** start Information provided **

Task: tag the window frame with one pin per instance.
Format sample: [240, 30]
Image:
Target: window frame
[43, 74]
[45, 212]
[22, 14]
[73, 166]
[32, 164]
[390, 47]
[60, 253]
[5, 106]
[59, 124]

** end Information provided **

[Exercise description]:
Please lay out all the rows above as a two-column CSV with the headers request and answer, giving one CSV line per row. Put each row's text and its answer in their own quoted fields, with line breaks replaced by spaces.

[Answer]:
request,answer
"Task: tag the window frame with one pin per instance. Format sample: [240, 30] Image: Target: window frame","[43, 74] [45, 212] [22, 14] [73, 166] [32, 164] [390, 47] [60, 253] [5, 106] [59, 124]"